For this exercise, return all the data exactly as it stands.

**Source data**:
══════════
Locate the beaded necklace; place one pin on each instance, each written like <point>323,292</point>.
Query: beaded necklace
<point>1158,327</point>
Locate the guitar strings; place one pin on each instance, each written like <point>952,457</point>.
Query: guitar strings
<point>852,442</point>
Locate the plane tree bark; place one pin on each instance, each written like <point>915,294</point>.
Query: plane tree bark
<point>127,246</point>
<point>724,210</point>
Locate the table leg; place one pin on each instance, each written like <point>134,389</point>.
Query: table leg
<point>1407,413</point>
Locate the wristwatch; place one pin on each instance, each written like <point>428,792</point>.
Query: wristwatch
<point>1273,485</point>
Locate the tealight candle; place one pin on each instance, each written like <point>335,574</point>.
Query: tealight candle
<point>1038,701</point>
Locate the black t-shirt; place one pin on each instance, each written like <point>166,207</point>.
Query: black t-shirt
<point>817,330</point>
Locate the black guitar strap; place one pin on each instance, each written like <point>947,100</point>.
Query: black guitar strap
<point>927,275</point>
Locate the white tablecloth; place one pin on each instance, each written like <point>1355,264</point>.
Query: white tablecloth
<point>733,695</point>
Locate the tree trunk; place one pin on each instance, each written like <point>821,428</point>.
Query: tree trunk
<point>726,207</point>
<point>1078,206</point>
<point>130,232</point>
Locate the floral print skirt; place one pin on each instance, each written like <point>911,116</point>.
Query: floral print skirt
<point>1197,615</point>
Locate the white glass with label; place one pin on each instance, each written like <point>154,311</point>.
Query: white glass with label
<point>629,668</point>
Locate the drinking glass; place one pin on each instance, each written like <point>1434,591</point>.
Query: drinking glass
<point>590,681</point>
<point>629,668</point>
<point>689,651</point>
══════════
**Answer below**:
Locate the beaded necklace; place one pin on each instance, each written like <point>323,292</point>.
Query: beaded necklace
<point>1158,327</point>
Locate the guitar strings; place one pin on each instance, each written like <point>952,457</point>.
Query: guitar strings
<point>852,442</point>
Locate the plane tree bark; place one pin on each instance, each written like <point>915,294</point>.
Query: plane tree bark
<point>127,246</point>
<point>724,210</point>
Locate the table leg; place one pin on each instance, each written like <point>134,389</point>.
Query: table leg
<point>1407,413</point>
Locate the wristwatch; place one pin on each instance, each written like <point>428,792</point>.
Query: wristwatch
<point>1273,485</point>
Locate the tealight candle; place one pin on each instance, each written like <point>335,574</point>.
Query: tealight candle
<point>1038,701</point>
Locate the black t-shirt; place one pin on each instance, each written like <point>166,207</point>.
Query: black t-shirt
<point>817,330</point>
Locate the black guitar strap; place one pin on each instance, each written like <point>947,100</point>.
Query: black guitar strap
<point>927,275</point>
Locate the white tablecloth; place one pin on each instance, each written like <point>1355,264</point>.
Query: white tablecloth
<point>733,695</point>
Locate the tree trunk; place one pin on each instance, each written like <point>821,428</point>.
Query: tree trunk
<point>726,207</point>
<point>1078,206</point>
<point>130,232</point>
Locate the floral print skirt; place one pin on each instance, each written like <point>911,116</point>.
Query: floral print skirt
<point>1197,615</point>
Locate the white glass with label; place one pin on each instance, each written like <point>154,311</point>.
Query: white glass with label
<point>629,668</point>
Locate the drinking glass; place one pin on each instance, each written like <point>1434,591</point>.
Query: drinking glass
<point>590,681</point>
<point>629,668</point>
<point>689,651</point>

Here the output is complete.